O documento sugere que, em uma eventual revisão sobre o tema, deva haver a diferenciação entre as duas partes da relação contratual, estabelecendo regras de rescisão mais restritivas para a operadora.
Reportagem da Folha mostrou que que milhares de contratos de crianças com autismo, doenças raras e paralisia cerebral, além de idosos e pessoas com doenças graves, foram suspensos neste ano, o que levou a um acordo entre as operadoras e o presidente da Câmara, Arthur Lira (PP-AL) —o que não impediu novos cancelamentos.
Para o Idec (Instituto de Defesa do Consumidor), que fez pressão para que esses pareceres técnicos se tornassem públicos, o que ocorreu somente no mês passado, os documentos contrariam posicionamentos da atual diretoria da agência, presidida por Paulo Rebello, que deixa o cargo no próximo dia 21. O presidente Lula (PT) bateu o martelo pela indicação de Wadih Damous, hoje Secretário Nacional do Consumidor, para o cargo.
“Em vários debates públicos, a diretoria vem negando a gravidade da rescisão unilateral de contratos e a possibilidade de a prática ser usada para seleção risco, ou seja, a expulsão de pessoas ou grupos consideradas indesejáveis para a lucratividade das empresas”, diz Lucas Andrietta, coordenador do programa de saúde do Idec.
Em entrevista ao canal Futuro da Saúde, em agosto último, Rebello negou a prática de seleção de risco. “Em hipótese alguma é permitido excluir qualquer beneficiário num grupo com base em sua condição de saúde. Todos esses contratos e rescisões que aparecem no noticiário não envolvem a exclusão pontual de um beneficiário ou de um grupo específico de pacientes”, disse.

***

Tarefas do exercício »
• 1. Por favor, reproduza do trecho sobre a rescisão de planos de saúde tudo o que vai de "Reportagem da Folha" até "para o cargo.", sem nenhuma alteração.
• 2. Responda com base no trecho sobre a rescisão de planos de saúde:
(a) Quem preside a atual diretoria da agência?
(b) Qual é o cargo de Lucas Andrietta?
(c) A qual canal Rebello deu entrevista em agosto?

Dados de apontamento por expressão referencial »
***

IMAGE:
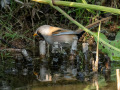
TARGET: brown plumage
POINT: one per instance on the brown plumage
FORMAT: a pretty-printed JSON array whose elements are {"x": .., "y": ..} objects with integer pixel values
[{"x": 55, "y": 34}]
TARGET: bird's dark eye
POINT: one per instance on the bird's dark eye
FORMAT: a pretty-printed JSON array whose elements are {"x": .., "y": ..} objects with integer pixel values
[{"x": 40, "y": 35}]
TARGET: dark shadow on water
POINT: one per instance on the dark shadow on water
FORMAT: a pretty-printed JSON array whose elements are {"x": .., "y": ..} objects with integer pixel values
[{"x": 56, "y": 72}]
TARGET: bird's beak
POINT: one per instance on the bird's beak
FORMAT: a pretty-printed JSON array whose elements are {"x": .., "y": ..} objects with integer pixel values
[{"x": 35, "y": 34}]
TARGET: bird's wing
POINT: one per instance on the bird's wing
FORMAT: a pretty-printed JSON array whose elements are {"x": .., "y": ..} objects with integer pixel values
[{"x": 63, "y": 32}]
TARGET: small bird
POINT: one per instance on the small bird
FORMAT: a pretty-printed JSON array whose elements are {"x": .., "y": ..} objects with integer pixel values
[{"x": 55, "y": 34}]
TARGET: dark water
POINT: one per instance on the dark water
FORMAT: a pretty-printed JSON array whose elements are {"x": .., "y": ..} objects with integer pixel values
[{"x": 55, "y": 74}]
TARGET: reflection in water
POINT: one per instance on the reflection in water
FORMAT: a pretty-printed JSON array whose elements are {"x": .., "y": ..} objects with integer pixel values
[{"x": 55, "y": 70}]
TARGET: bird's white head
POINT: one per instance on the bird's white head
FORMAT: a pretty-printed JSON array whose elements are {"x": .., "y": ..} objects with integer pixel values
[{"x": 43, "y": 30}]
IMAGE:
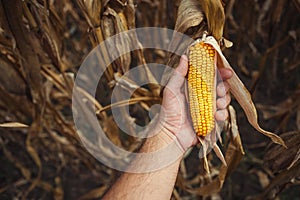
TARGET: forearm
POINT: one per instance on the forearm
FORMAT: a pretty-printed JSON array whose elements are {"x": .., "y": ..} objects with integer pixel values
[{"x": 154, "y": 185}]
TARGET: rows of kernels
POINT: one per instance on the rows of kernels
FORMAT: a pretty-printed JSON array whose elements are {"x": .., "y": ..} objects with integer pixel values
[{"x": 201, "y": 79}]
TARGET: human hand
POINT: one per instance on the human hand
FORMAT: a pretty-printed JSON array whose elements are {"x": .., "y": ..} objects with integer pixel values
[{"x": 175, "y": 116}]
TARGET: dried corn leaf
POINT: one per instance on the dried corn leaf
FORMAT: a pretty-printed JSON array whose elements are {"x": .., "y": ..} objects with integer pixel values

***

Respostas em ordem »
• 1.
Reportagem da Folha mostrou que que milhares de contratos de crianças com autismo, doenças raras e paralisia cerebral, além de idosos e pessoas com doenças graves, foram suspensos neste ano, o que levou a um acordo entre as operadoras e o presidente da Câmara, Arthur Lira (PP-AL) —o que não impediu novos cancelamentos.
Para o Idec (Instituto de Defesa do Consumidor), que fez pressão para que esses pareceres técnicos se tornassem públicos, o que ocorreu somente no mês passado, os documentos contrariam posicionamentos da atual diretoria da agência, presidida por Paulo Rebello, que deixa o cargo no próximo dia 21. O presidente Lula (PT) bateu o martelo pela indicação de Wadih Damous, hoje Secretário Nacional do Consumidor, para o cargo.

• 2.
(a) Paulo Rebello.
(b) Coordenador do programa de saúde do Idec.
(c) Futuro da Saúde.